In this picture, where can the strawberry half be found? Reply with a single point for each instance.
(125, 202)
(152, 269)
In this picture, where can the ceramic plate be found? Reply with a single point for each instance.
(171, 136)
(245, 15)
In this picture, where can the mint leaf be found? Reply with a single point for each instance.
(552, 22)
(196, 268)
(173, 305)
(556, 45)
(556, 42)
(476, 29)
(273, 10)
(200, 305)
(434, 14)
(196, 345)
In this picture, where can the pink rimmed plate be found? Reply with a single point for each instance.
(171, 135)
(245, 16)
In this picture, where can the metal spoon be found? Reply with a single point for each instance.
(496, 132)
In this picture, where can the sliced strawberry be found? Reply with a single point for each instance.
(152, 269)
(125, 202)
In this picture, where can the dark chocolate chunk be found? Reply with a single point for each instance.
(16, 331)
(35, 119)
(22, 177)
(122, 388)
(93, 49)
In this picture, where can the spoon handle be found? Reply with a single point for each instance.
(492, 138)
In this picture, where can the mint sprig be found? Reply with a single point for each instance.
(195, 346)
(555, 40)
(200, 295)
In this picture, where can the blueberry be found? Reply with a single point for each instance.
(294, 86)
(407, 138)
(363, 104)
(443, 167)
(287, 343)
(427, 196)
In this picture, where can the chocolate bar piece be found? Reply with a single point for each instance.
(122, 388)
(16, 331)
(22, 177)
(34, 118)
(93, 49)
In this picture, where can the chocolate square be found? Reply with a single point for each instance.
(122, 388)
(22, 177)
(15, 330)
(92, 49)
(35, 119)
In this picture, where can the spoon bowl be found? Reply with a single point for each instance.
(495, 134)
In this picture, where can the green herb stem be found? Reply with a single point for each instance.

• • • • •

### Prompt
Each line of the material should be echoed exactly.

### Your solution
In this picture, where can the strawberry half be found? Reply with a single point for each instance.
(125, 202)
(152, 269)
In this picture, where can the ceramic plate be found? Reply with a single point for each instance.
(171, 136)
(245, 15)
In this picture, where can the mint leaf be found? Reply with a single point for each instance.
(552, 22)
(196, 268)
(173, 305)
(556, 45)
(556, 42)
(476, 29)
(273, 10)
(200, 305)
(434, 14)
(196, 345)
In this picture, where can the pink rimmed plate be found? Reply with a single point for each instance.
(171, 135)
(245, 16)
In this picture, where can the metal spoon be found? Reply with a single point for each instance.
(496, 132)
In this picture, where can the sliced strawberry be found? Reply with a single point for each instance.
(152, 269)
(125, 202)
In this picture, where can the dark chocolate chunk be found? Reply with a single point for each instance.
(16, 331)
(35, 119)
(22, 177)
(122, 388)
(93, 49)
In this picture, where can the spoon handle be found? Reply with a single point for each instance.
(492, 138)
In this picture, where can the mint sprig be found? Reply with a single point for each instance.
(195, 346)
(555, 40)
(200, 295)
In this picture, where can the blueberry be found? Reply with a single point for each instance.
(294, 86)
(407, 138)
(363, 104)
(443, 167)
(287, 343)
(427, 196)
In this picture, where can the chocolate bar piece be found? Reply with a single point for each instance.
(122, 388)
(16, 331)
(22, 177)
(34, 118)
(93, 49)
In this picture, where can the chocolate square be found? Reply with a single point for each instance.
(122, 388)
(22, 177)
(15, 330)
(92, 49)
(35, 119)
In this picture, where can the spoon bowl be found? Reply with a single point for each instance.
(495, 134)
In this picture, where can the green herb stem be found? Reply with a single point for each instance.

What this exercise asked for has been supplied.